INSTRUCTIONS TO FOLLOW: Return every line of the material exactly.

EXERCISE INPUT:
╔══
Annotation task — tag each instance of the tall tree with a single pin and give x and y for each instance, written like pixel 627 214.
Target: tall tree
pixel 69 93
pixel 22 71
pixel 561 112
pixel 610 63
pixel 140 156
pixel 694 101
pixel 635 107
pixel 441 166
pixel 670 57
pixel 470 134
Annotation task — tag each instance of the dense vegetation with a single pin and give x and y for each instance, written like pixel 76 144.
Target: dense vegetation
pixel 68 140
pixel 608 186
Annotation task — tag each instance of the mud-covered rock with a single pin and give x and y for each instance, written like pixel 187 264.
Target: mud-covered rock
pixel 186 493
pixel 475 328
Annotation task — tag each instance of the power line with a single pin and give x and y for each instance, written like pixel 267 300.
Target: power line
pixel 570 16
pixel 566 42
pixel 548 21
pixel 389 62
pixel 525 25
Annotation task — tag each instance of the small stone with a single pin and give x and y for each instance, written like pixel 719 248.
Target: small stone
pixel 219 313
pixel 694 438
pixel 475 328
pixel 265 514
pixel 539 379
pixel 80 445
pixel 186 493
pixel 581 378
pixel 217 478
╚══
TASK RESULT:
Annotation task — tag each instance of the tall tree with a single pin and give x and y for each instance, written like pixel 627 214.
Target: tall tree
pixel 69 93
pixel 22 71
pixel 561 112
pixel 610 63
pixel 140 156
pixel 694 101
pixel 635 107
pixel 441 166
pixel 670 57
pixel 470 134
Annotation task — tag each instance of the dense vegetation with a single pin and give x and y for each instance, written like pixel 76 144.
Target: dense vegetation
pixel 68 140
pixel 608 186
Annotation task — tag each instance of the mud-covered rock with a single pin and give x and y for each instance, written like pixel 187 264.
Target: mud-covered rock
pixel 186 493
pixel 475 328
Annotation task — tag each instance of the power line with a single pin and give x and y for each instance, written like pixel 267 300.
Target: power line
pixel 570 16
pixel 566 42
pixel 548 21
pixel 389 62
pixel 525 25
Annotation task — tag each instance of the small stone with a single pin and give x and y for each instance, written like pixel 719 248.
Target: small stone
pixel 219 313
pixel 694 438
pixel 475 328
pixel 265 514
pixel 539 379
pixel 80 445
pixel 186 493
pixel 581 378
pixel 217 478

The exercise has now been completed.